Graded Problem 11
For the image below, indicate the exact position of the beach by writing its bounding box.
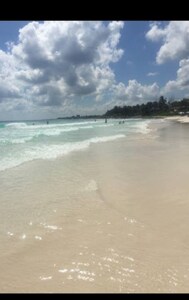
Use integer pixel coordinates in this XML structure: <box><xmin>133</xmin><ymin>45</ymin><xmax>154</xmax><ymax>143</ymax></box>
<box><xmin>0</xmin><ymin>119</ymin><xmax>189</xmax><ymax>293</ymax></box>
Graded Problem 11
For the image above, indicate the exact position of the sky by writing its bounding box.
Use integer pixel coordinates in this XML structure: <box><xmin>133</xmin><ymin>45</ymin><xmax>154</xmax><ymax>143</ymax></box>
<box><xmin>0</xmin><ymin>21</ymin><xmax>189</xmax><ymax>121</ymax></box>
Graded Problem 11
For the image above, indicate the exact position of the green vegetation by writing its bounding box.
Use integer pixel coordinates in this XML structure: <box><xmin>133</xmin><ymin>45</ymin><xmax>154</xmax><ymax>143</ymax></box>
<box><xmin>104</xmin><ymin>96</ymin><xmax>189</xmax><ymax>118</ymax></box>
<box><xmin>58</xmin><ymin>96</ymin><xmax>189</xmax><ymax>120</ymax></box>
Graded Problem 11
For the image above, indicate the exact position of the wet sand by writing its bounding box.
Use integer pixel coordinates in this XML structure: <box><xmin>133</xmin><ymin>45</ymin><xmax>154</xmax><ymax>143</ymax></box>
<box><xmin>0</xmin><ymin>121</ymin><xmax>189</xmax><ymax>293</ymax></box>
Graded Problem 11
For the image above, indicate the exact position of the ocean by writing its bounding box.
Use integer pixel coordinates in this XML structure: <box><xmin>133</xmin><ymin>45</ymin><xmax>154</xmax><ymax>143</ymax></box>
<box><xmin>0</xmin><ymin>119</ymin><xmax>149</xmax><ymax>171</ymax></box>
<box><xmin>0</xmin><ymin>119</ymin><xmax>189</xmax><ymax>293</ymax></box>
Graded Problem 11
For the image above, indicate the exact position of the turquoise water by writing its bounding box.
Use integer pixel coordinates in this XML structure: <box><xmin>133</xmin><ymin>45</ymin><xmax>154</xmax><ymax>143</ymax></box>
<box><xmin>0</xmin><ymin>119</ymin><xmax>149</xmax><ymax>171</ymax></box>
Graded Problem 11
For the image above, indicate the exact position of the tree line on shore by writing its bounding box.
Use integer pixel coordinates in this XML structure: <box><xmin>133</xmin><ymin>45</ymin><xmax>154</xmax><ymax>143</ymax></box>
<box><xmin>103</xmin><ymin>96</ymin><xmax>189</xmax><ymax>118</ymax></box>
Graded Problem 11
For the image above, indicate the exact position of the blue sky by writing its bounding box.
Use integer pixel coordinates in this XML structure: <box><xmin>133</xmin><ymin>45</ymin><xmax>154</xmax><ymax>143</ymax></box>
<box><xmin>0</xmin><ymin>21</ymin><xmax>189</xmax><ymax>120</ymax></box>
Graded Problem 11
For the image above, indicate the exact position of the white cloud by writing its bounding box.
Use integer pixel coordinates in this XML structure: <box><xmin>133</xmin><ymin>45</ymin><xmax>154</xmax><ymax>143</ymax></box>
<box><xmin>146</xmin><ymin>21</ymin><xmax>189</xmax><ymax>64</ymax></box>
<box><xmin>146</xmin><ymin>22</ymin><xmax>166</xmax><ymax>42</ymax></box>
<box><xmin>116</xmin><ymin>80</ymin><xmax>160</xmax><ymax>104</ymax></box>
<box><xmin>147</xmin><ymin>72</ymin><xmax>158</xmax><ymax>77</ymax></box>
<box><xmin>163</xmin><ymin>59</ymin><xmax>189</xmax><ymax>96</ymax></box>
<box><xmin>0</xmin><ymin>21</ymin><xmax>124</xmax><ymax>117</ymax></box>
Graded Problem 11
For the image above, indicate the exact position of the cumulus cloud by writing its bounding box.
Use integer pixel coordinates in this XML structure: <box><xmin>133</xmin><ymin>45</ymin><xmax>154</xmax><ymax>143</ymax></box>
<box><xmin>163</xmin><ymin>59</ymin><xmax>189</xmax><ymax>96</ymax></box>
<box><xmin>146</xmin><ymin>21</ymin><xmax>189</xmax><ymax>64</ymax></box>
<box><xmin>116</xmin><ymin>80</ymin><xmax>160</xmax><ymax>104</ymax></box>
<box><xmin>0</xmin><ymin>21</ymin><xmax>124</xmax><ymax>116</ymax></box>
<box><xmin>147</xmin><ymin>72</ymin><xmax>158</xmax><ymax>77</ymax></box>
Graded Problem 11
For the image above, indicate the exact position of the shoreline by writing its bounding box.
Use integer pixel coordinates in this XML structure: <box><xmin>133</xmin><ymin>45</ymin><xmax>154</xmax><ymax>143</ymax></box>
<box><xmin>0</xmin><ymin>121</ymin><xmax>189</xmax><ymax>293</ymax></box>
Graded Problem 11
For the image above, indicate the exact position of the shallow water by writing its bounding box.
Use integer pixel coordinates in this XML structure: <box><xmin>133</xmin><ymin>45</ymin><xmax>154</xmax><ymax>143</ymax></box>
<box><xmin>0</xmin><ymin>121</ymin><xmax>189</xmax><ymax>293</ymax></box>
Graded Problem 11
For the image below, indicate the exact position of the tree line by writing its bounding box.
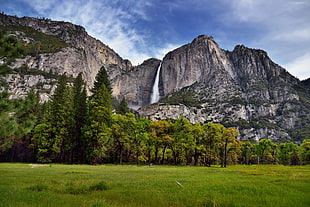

————

TO BE DONE: Count the lines in the records that contain the string "water". Case counts, and give only the number.

COMPLETE RESPONSE: 2